WHAT NEEDS TO BE DONE:
Which lines in the entries below contain the string "comma"? Copy out each of those lines and leave out the rest.

Dataset entries:
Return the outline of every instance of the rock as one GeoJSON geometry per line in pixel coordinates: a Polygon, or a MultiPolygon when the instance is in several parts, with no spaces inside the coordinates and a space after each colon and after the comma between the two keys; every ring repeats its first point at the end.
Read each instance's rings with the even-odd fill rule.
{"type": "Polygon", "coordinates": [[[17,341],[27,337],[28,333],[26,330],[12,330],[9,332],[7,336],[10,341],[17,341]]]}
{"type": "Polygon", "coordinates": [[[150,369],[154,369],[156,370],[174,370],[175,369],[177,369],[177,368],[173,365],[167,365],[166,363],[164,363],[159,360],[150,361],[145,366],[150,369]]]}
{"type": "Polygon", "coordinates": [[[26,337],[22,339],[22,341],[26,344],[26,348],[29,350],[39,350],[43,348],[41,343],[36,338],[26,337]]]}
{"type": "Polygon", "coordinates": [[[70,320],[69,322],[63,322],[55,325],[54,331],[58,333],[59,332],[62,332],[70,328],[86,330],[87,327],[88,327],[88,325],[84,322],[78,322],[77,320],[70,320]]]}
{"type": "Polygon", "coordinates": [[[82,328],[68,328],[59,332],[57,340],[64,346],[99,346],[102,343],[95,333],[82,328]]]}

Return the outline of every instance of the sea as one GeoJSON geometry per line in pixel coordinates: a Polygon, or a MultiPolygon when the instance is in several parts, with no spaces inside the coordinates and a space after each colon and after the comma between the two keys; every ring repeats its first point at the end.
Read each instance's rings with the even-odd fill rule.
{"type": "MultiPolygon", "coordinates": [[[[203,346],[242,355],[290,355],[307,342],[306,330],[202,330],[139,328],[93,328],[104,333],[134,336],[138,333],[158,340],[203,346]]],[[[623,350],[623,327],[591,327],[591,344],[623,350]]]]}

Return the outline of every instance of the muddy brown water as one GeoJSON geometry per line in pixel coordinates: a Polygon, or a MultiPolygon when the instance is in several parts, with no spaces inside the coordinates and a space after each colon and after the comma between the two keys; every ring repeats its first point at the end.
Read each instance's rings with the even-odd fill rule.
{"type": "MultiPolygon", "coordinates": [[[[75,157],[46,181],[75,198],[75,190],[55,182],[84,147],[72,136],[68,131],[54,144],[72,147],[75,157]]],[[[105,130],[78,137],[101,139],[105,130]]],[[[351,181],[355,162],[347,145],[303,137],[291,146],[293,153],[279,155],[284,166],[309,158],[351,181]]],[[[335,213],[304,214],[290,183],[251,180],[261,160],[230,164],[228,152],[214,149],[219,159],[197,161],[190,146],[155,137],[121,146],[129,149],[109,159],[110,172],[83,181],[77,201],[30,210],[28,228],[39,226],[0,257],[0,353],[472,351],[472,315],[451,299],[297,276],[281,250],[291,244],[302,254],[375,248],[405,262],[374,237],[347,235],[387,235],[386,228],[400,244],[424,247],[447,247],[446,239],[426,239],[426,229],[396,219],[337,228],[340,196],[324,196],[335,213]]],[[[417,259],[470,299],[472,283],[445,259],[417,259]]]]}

EXERCISE RESULT:
Return the outline of every instance of the rock as one GeoJSON geometry per line in pixel coordinates: a Polygon, or a MultiPolygon when the instance is in several parts, with no spaces inside the coordinates and a space after each colon and after the comma between the two keys; every ring repeats its first point at the end.
Return the outline of every instance of the sea as one GeoJSON geometry per line in pixel coordinates: a Polygon, or a MultiPolygon when the instance is in several parts, with no spaces inside the coordinates and a space after each colon and after the comma between the two keys; every ring repeats its first point at the end.
Return the outline of every instance of the muddy brown water as one GeoJSON geometry per line in pixel coordinates: a Polygon, or a MultiPolygon when the instance is in several parts, with no spaces inside the coordinates and a space after each colon and after the comma between the two keys; every ring repeats its first point at the end.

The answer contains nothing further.